#### 記事
* * * * *

【ウィーンIDN=ラメシュ・ジャウラ】
「国際的な核軍縮・不拡散レジームの中核として包括的核実験禁止条約(CTBT)を発効させる火急の重要性」が、5月2日から12日にオーストリアの首都で開催された2020年核不拡散条約(NPT)運用検討会議第1回準備委員会(NPT締約国のうち111カ国が参加)で強調された。
ジュネーブで1994年から96年にかけて交渉されたCTBTはほぼ普遍的に受け入れられているが、未だに発効していない。183カ国が条約に署名し、このうち核兵器国であるフランス、ロシア連邦、英国を含む164カ国が批准している。
しかし、核技術を持つ特定44カ国(=附属書2諸国)がCTBTを署名・批准することが、既に20年も停滞している同条約の発効要件となっている。この中でまだ締約国になっていないのが、中国・エジプト・インド・イラン・イスラエル・北朝鮮・パキスタン・米国の8か国である。インド・北朝鮮・パキスタンは署名も済ませていない。
準備委員会の議長をつとめたヘンク・コル・ファンデルクワスト軍縮大使(オランダ)は、議長総括のなかで、「包括的核実験禁止条約とNPTの目標・目的との間の本来的なつながりが強調された」と述べている。
CTBTは、核兵器の開発および質的向上を抑制する手段として、核爆発実験あるいはその他の核爆発を禁止する恒久的で非差別的、検証可能で法的拘束力のある約束を国際社会に提供し、それによって水平拡散と垂直拡散の両方を抑えるものであるとの包括的核実験禁止条約機構(CTBTO)準備委員会のラッシーナ・ゼルボ事務局長の意見に、会議参加者らは賛成した。

* * * * *

#### 課題の目的
CTBTに関する記事の「しかし、核技術を持つ特定44」から「が強調された」と述べている。」までの部分を、一字一句変えずに書き写してください。

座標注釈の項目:

* * * * *

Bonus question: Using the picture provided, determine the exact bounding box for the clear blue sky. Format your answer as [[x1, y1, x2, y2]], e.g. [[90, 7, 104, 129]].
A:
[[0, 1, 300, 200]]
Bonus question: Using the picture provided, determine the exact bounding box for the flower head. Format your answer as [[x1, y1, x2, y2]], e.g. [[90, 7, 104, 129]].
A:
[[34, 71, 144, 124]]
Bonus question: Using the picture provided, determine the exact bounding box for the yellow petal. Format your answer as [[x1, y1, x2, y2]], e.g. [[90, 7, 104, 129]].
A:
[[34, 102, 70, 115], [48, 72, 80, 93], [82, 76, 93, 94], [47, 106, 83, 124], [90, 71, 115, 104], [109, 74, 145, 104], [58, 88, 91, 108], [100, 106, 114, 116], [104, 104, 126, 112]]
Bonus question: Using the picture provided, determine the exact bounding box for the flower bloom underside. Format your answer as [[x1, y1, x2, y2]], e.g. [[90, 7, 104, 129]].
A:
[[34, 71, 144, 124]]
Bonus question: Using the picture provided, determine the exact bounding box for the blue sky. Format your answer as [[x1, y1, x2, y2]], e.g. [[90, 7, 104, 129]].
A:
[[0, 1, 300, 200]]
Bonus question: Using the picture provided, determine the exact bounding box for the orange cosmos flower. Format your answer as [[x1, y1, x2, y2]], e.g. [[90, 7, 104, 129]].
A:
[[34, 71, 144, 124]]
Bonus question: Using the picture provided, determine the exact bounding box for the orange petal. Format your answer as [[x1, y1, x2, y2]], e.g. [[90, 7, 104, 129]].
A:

* * * * *

#### 解答
しかし、核技術を持つ特定44カ国(=附属書2諸国)がCTBTを署名・批准することが、既に20年も停滞している同条約の発効要件となっている。この中でまだ締約国になっていないのが、中国・エジプト・インド・イラン・イスラエル・北朝鮮・パキスタン・米国の8か国である。インド・北朝鮮・パキスタンは署名も済ませていない。
準備委員会の議長をつとめたヘンク・コル・ファンデルクワスト軍縮大使(オランダ)は、議長総括のなかで、「包括的核実験禁止条約とNPTの目標・目的との間の本来的なつながりが強調された」と述べている。